The Orange County Board of Supervisors is quietly negotiating with Santa Barbara County’s CEO, Chandra L. Wallar, to take over the reins of the county’s $6-billion bureaucracy, according to sources with knowledge of the talks.
Wallar is relatively new to Santa Barbara, assuming her position as CEO in September 2010 after serving since 1999 as a deputy chief administrative officer in San Diego County’s land use division.
In Santa Barbara, Wallar manages a bureaucracy of 4,300 employees with a budget of just over $800 million. In San Diego, she managed a budget of $400 million and a workforce of about 1,500. Previously, she held public works posts in Decatur, Ill., Jefferson City, Mo., and Little Rock, Ark.
Sources close to the process say Wallar is now in the lead position after an unsuccessful lobbying effort earlier this month by Supervisor Shawn Nelson to appoint Steve Danley, director of Orange County Human Resources.
Before becoming head of Human Resources, Danley was the county performance auditor, a move that reportedly put him at odds Supervisor Janet Nguyen because Danley’s audit reports on Human Resources played a key role in the ousting of former CEO Tom Mauk, an ally of Nguyen’s.
The supervisors apparently do not want to hire a new CEO on a split vote.
Mauk resigned as county CEO last July in the aftermath of sex crimes charges being filed against top executive Carlos Bustamante. A series of other high-level departures ensued, with some, like Public Works Director Jess Carbajal, being fired. Deputy CEO Alisa Drakodaidis is still on paid administrative leave after writing politically explosive allegations against supervisors.
Voice of OC successfully sued the county to force release of the Drakodaidis documents and still has a pending lawsuit for more information about the slew of secret internal investigations still ongoing that review executive conduct.
Danley is part of a special panel overseeing those internal probes, which are being conducted by a law firm hired by the county.
The county’s chief financial officer, Bob Franz, has been interim CEO since August.
Nelson, now chairman of the Board of Supervisors, voted against Franz, ostensibly arguing against a long-term interim leader, which has turned out to be the case with Franz.
Wallar, who became the first female chief executive for Santa Barbara County, signed a three-year contract in 2010 reportedly worth more than $250,000 and including executive benefits such as car allowances, pension credits, health care, vacation allowances and relocation expenses.
Wallar’s tenure in Santa Barbara County has been largely characterized by Great Recession budget cutting. She took the job after Santa Barbara County supervisors reduced the CEO’s authority over the budget.
It’s unclear whether she cut any of her own contracted benefits during that time.

What to do: From the article on the Orange County CEO search, reproduce word for word the passage starting with "In Santa Barbara, Wallar" and going on through "Little Rock, Ark.".

Point-per-instance localization data:
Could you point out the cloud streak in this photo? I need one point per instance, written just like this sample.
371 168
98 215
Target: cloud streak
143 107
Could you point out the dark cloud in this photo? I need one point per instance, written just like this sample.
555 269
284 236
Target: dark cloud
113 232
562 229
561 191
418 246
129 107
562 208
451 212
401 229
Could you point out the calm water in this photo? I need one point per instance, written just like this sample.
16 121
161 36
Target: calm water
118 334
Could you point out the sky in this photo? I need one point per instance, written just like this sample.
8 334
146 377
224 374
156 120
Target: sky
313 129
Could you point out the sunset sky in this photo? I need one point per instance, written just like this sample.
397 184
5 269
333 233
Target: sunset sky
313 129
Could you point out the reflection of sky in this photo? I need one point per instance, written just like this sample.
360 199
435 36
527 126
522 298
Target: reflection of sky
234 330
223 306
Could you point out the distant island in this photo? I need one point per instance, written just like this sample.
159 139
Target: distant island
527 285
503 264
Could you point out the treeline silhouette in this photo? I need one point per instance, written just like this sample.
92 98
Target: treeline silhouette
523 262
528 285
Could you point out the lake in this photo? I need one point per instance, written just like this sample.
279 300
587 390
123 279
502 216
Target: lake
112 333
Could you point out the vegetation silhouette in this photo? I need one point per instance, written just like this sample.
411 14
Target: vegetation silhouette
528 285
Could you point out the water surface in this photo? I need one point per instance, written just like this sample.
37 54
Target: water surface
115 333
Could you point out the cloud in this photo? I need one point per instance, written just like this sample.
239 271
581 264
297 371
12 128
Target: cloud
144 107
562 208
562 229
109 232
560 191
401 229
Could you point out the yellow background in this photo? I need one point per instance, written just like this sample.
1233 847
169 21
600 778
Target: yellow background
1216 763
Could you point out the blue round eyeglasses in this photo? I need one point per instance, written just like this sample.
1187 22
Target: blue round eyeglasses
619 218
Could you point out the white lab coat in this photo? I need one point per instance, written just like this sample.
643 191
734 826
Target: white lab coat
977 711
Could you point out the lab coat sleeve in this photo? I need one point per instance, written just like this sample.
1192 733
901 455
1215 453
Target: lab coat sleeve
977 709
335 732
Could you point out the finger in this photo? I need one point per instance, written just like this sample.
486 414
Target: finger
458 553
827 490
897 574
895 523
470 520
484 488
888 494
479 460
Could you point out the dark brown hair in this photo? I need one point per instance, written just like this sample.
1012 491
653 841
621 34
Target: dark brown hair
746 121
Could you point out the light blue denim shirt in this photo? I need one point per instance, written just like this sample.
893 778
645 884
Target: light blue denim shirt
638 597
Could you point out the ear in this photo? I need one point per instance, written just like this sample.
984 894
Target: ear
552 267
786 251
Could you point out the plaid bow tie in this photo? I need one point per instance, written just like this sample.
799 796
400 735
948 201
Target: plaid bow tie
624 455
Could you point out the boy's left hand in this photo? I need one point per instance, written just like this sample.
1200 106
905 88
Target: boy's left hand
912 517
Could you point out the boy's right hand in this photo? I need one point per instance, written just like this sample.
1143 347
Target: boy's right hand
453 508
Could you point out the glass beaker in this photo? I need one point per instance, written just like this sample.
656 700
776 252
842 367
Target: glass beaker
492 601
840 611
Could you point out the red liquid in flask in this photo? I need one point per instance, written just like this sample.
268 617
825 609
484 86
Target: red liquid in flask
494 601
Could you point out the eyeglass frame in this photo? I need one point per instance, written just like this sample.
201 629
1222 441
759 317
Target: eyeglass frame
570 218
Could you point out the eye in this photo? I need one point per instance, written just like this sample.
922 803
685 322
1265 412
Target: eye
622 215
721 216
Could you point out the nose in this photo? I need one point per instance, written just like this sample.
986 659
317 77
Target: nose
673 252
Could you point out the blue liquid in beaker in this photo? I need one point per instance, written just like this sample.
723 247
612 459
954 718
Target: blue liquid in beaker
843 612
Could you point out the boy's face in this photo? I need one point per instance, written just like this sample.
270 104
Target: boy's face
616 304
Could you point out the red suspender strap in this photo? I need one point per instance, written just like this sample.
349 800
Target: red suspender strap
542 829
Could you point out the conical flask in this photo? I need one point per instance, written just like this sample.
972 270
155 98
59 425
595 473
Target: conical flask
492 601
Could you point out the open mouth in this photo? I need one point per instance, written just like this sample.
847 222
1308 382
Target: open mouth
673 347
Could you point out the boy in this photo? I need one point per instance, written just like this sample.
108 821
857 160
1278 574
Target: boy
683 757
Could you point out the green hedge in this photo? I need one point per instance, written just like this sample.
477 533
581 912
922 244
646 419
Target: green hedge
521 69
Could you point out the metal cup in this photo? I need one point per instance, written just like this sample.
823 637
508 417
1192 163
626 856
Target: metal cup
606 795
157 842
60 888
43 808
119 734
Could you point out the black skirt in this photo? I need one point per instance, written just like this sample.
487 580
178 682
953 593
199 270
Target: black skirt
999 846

Answer to the exercise:
In Santa Barbara, Wallar manages a bureaucracy of 4,300 employees with a budget of just over $800 million. In San Diego, she managed a budget of $400 million and a workforce of about 1,500. Previously, she held public works posts in Decatur, Ill., Jefferson City, Mo., and Little Rock, Ark.